- _Brief_
Retype every entry below exactly as it stands.

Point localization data

┏━━

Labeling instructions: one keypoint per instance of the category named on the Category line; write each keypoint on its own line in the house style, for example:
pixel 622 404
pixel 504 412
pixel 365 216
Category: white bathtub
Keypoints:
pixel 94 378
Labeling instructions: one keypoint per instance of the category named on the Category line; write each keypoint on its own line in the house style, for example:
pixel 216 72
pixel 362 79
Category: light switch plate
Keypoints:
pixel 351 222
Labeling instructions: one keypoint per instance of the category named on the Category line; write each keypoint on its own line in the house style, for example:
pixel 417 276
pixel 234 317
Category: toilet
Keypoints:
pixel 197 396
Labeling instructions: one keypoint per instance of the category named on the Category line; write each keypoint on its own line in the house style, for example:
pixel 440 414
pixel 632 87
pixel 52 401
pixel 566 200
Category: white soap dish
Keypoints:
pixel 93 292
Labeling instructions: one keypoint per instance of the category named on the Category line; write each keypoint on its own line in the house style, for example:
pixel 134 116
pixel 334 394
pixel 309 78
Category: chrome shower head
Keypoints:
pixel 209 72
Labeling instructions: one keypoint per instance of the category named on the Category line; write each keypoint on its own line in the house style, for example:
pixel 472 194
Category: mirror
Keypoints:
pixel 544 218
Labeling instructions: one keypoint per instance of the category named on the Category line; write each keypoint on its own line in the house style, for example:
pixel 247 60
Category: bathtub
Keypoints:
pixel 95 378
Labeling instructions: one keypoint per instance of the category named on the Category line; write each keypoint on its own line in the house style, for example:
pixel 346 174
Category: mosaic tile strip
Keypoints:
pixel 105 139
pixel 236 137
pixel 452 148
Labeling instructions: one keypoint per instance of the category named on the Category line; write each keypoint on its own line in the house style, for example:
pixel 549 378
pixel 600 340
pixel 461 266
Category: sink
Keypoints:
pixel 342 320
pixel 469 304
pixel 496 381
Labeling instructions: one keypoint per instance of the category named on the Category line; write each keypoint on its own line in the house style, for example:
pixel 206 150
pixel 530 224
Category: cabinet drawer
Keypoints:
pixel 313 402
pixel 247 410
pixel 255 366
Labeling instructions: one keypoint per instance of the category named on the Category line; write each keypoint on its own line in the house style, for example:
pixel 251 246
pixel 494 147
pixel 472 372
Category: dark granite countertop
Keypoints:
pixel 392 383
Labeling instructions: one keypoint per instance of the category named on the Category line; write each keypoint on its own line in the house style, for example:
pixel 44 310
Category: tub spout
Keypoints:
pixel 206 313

┗━━

- _Output of the task_
Labeling instructions: one keypoint per instance of the category named on the Category line; write each keypoint on its own line in the house style, for example:
pixel 622 404
pixel 504 412
pixel 365 216
Category: white bathtub
Keypoints:
pixel 94 378
Labeling instructions: one keypoint per instance of the category named on the Category line; write each keypoint on its own line in the house style, for example:
pixel 216 72
pixel 362 79
Category: light switch plate
Keypoints:
pixel 351 222
Labeling instructions: one keypoint per instance of the category named on the Category line; write each keypoint on its own line in the house style, for example:
pixel 417 276
pixel 234 317
Category: toilet
Keypoints:
pixel 197 396
Labeling instructions: one keypoint per instance of the category named on the Category line; write each keypoint on its own line in the house style, for example:
pixel 440 414
pixel 632 87
pixel 52 401
pixel 566 200
Category: white soap dish
Keypoints:
pixel 93 292
Labeling instructions: one keypoint per instance of the category named on the Category line; write each keypoint on its own line in the house style, for example:
pixel 134 116
pixel 334 394
pixel 309 78
Category: chrome shower head
Keypoints:
pixel 209 72
Labeling instructions: one keypoint per instance of the category named on the Category line; write each keypoint on its own line in the house style, for example:
pixel 472 194
Category: mirror
Keypoints:
pixel 544 218
Labeling instructions: one keypoint per instance of the category named on the Category line; write each keypoint on its own line in the house style, for example:
pixel 247 60
Category: bathtub
Keypoints:
pixel 95 378
Labeling instructions: one keypoint per instance of the category named on the Category line; write each keypoint on its own line in the house style, for example:
pixel 346 174
Category: mosaic tile strip
Keypoints:
pixel 105 139
pixel 236 137
pixel 452 148
Labeling instructions: one keypoint per instance of the category named on the Category line; write each keypoint on its own line in the house style, for example:
pixel 549 378
pixel 600 340
pixel 461 266
Category: sink
Keypoints:
pixel 342 320
pixel 469 304
pixel 496 381
Labeling instructions: one keypoint per instance of the category named on the Category line; write each keypoint on its own line in the house style, for example:
pixel 206 150
pixel 530 224
Category: cabinet drawer
Keypoints:
pixel 313 402
pixel 247 410
pixel 255 366
Labeling instructions: one keypoint per instance of the category named on the Category line; write each keypoint on its own line in the house style, for example:
pixel 251 246
pixel 494 147
pixel 472 372
Category: dark granite countertop
Keypoints:
pixel 392 383
Labeling instructions: one keypoint per instance of the category named on the Category line; write each keypoint on its own line in the house style, for example:
pixel 44 310
Category: tub spout
Keypoints:
pixel 206 313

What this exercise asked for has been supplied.